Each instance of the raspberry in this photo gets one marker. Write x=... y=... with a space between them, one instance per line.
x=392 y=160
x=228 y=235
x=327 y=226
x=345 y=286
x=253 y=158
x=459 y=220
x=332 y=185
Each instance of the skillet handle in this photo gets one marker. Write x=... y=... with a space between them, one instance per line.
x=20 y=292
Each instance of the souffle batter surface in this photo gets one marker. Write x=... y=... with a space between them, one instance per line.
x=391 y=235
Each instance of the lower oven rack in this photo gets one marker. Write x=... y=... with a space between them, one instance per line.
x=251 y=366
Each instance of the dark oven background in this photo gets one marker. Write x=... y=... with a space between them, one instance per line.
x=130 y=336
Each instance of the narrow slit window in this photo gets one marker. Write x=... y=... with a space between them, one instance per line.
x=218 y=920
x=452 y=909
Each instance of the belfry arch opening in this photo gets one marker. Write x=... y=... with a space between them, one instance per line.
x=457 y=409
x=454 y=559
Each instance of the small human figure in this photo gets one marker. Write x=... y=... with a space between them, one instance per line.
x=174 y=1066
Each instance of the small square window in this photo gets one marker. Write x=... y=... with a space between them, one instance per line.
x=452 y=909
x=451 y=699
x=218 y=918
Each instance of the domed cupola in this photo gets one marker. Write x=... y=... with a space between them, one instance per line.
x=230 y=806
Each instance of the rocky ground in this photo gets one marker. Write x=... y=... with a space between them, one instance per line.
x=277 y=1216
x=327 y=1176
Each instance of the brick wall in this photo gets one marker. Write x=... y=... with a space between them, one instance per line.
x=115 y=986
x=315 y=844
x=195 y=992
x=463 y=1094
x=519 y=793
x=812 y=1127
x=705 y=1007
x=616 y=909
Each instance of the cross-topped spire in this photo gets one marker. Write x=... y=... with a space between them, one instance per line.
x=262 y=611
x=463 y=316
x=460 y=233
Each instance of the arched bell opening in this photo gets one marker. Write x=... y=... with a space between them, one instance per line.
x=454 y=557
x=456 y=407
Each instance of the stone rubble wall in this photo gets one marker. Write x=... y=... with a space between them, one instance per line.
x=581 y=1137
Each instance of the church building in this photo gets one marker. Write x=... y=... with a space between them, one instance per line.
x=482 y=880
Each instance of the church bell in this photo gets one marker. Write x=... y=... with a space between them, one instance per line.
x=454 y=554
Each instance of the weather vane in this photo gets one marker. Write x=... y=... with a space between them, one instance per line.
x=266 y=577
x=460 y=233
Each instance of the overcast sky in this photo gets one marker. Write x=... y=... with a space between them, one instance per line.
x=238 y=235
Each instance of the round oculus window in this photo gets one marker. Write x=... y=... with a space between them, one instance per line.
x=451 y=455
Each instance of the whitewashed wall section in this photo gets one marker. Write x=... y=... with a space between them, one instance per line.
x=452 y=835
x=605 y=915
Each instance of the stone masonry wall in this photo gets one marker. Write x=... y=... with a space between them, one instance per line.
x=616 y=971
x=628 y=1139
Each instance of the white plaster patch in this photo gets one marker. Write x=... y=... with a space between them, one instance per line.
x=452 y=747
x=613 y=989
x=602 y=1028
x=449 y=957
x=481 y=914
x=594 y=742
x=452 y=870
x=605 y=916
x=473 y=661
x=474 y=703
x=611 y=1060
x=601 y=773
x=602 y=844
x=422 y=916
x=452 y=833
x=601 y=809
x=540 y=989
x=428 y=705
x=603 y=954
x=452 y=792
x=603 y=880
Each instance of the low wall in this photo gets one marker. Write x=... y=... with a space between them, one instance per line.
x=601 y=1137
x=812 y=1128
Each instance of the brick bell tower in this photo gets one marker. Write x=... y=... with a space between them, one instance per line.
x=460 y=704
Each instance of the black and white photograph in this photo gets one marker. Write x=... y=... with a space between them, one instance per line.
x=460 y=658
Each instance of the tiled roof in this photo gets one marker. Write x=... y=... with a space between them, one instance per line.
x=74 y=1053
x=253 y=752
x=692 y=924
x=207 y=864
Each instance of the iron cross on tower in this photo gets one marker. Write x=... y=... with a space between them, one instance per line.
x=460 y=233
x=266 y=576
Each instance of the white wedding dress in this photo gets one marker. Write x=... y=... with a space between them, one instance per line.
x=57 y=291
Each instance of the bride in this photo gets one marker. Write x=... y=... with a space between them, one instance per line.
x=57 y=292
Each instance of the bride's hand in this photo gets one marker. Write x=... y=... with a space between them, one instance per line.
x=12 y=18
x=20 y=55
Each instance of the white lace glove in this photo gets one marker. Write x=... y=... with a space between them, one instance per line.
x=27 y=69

+ + +

Task directions:
Please render every one of the entries above as a numbered list, omitting any blank lines.

Answer to the exercise:
1. Each instance of the raspberry in this photo gets one marker. Write x=... y=... with a space between them, one instance per line.
2. x=392 y=160
3. x=228 y=235
4. x=327 y=226
5. x=345 y=286
6. x=253 y=158
7. x=459 y=220
8. x=332 y=185
9. Each instance of the skillet handle in this photo gets one marker. Write x=... y=... with a space between them, one instance per line.
10. x=20 y=292
11. Each instance of the souffle batter surface in this photo gets one marker. Write x=... y=... with a space between them, one instance per line.
12. x=391 y=235
13. Each instance of the lower oven rack in this photo gets one marker. Write x=... y=... with a space between them, one instance per line.
14. x=251 y=366
15. Each instance of the dark oven background in this photo gets one marker. Write x=... y=... with a space between them, one instance per line.
16. x=130 y=336
17. Each instance of the narrow slit window in this photo gets one marker. Write x=... y=... with a space between them, one instance per line.
18. x=218 y=920
19. x=452 y=909
20. Each instance of the belfry arch opening in this photo gets one marker. Write x=... y=... with a space between them, one instance per line.
21. x=457 y=409
22. x=454 y=559
23. Each instance of the small human figure in this photo gets one marker. Write x=... y=... with a space between them, one instance per line.
24. x=174 y=1066
25. Each instance of the small square window in this photo gets one marker. Write x=... y=... with a space between them, one instance per line.
26. x=452 y=909
27. x=451 y=699
28. x=218 y=918
29. Each instance of the domed cupola in this photo gets one marker. Write x=... y=... with a space between them, one instance per line.
30. x=230 y=806
31. Each instance of the rocky ground in this photo gets one marker. Write x=... y=... with a space between them, one instance per line.
32. x=277 y=1216
33. x=327 y=1176
34. Each instance of the brick wall in this photo gets one marker. Write x=... y=... with a space between them, one instance per line.
35. x=115 y=986
36. x=315 y=844
37. x=195 y=992
38. x=463 y=1094
39. x=519 y=793
40. x=812 y=1127
41. x=705 y=1007
42. x=616 y=909
43. Each instance of the cross-topped spire in this photo gets one marker. Write x=... y=... with a space between them, one instance per line.
44. x=262 y=611
45. x=463 y=316
46. x=460 y=233
47. Each instance of the arched bell opening in this photo gets one marker. Write x=... y=... with a space between them, one instance per line.
48. x=454 y=557
49. x=456 y=407
50. Each instance of the stone rubble wall in this photo gets one marker. Write x=... y=... with a space between them, one instance per line.
51. x=581 y=1137
52. Each instance of the church building in this photo gets one marker. Write x=... y=... with a space between them, one instance per line.
53. x=482 y=880
54. Each instance of the church bell in this photo gets one marker. Write x=... y=... with a space between them, one instance per line.
55. x=454 y=554
56. Each instance of the weather vane in this photo gets one marker. Write x=... y=... with a space between them, one instance per line.
57. x=266 y=577
58. x=460 y=233
59. Each instance of the overcast sky in this photo gets one marker. Write x=... y=... with a space between them, one instance per line.
60. x=238 y=235
61. Each instance of the round oculus window in this photo gets one marker. Write x=... y=... with a space between them, one instance per line.
62. x=451 y=455
63. Each instance of the whitewashed wall section in this photo gets one marker. Write x=... y=... with a space between them, one instance per line.
64. x=452 y=835
65. x=605 y=915
66. Each instance of the stone masonry wall in this photo gets one marker. Write x=... y=... with a space between them, one instance per line.
67. x=616 y=971
68. x=628 y=1139
69. Each instance of the white plaster patch in this photo gets one marker. Write x=... y=... with a space between them, one instance per line.
70. x=452 y=747
71. x=613 y=989
72. x=602 y=1028
73. x=449 y=957
74. x=481 y=914
75. x=594 y=742
76. x=452 y=870
77. x=605 y=916
78. x=473 y=661
79. x=474 y=703
80. x=611 y=1060
81. x=601 y=773
82. x=602 y=844
83. x=422 y=916
84. x=452 y=833
85. x=601 y=809
86. x=540 y=989
87. x=428 y=705
88. x=603 y=954
89. x=452 y=792
90. x=603 y=880
91. Each instance of the low wall in this photo gets one marker. Write x=... y=... with a space between them, one instance per line.
92. x=601 y=1137
93. x=812 y=1128
94. Each instance of the brick bell tower in this photo gets one marker. Write x=... y=... with a space between them, one instance per line.
95. x=460 y=704
96. Each instance of the black and white photograph in this photo gets one marker. Write x=... y=... with a space between them, one instance per line.
97. x=460 y=658
98. Each instance of the tiled roof in this photo gets one marker. Write x=... y=... with a space between them, one instance per line.
99. x=74 y=1053
100. x=253 y=752
101. x=692 y=924
102. x=207 y=864
103. Each instance of the iron cross on tower in this photo gets one marker. Write x=... y=... with a space between them, one instance per line.
104. x=460 y=233
105. x=266 y=576
106. Each instance of the white wedding dress in this photo gets one marker. Write x=... y=... with a space between them, one instance per line.
107. x=57 y=291
108. Each instance of the bride in this photo gets one marker. Write x=... y=... with a space between them, one instance per line.
109. x=57 y=292
110. Each instance of the bride's hand in this photo gets one marker. Write x=... y=... with a space between them, one instance per line.
111. x=12 y=18
112. x=20 y=55
113. Each instance of the white lace glove in this photo gets one marker. Write x=... y=... with a space between them, one instance per line.
114. x=27 y=69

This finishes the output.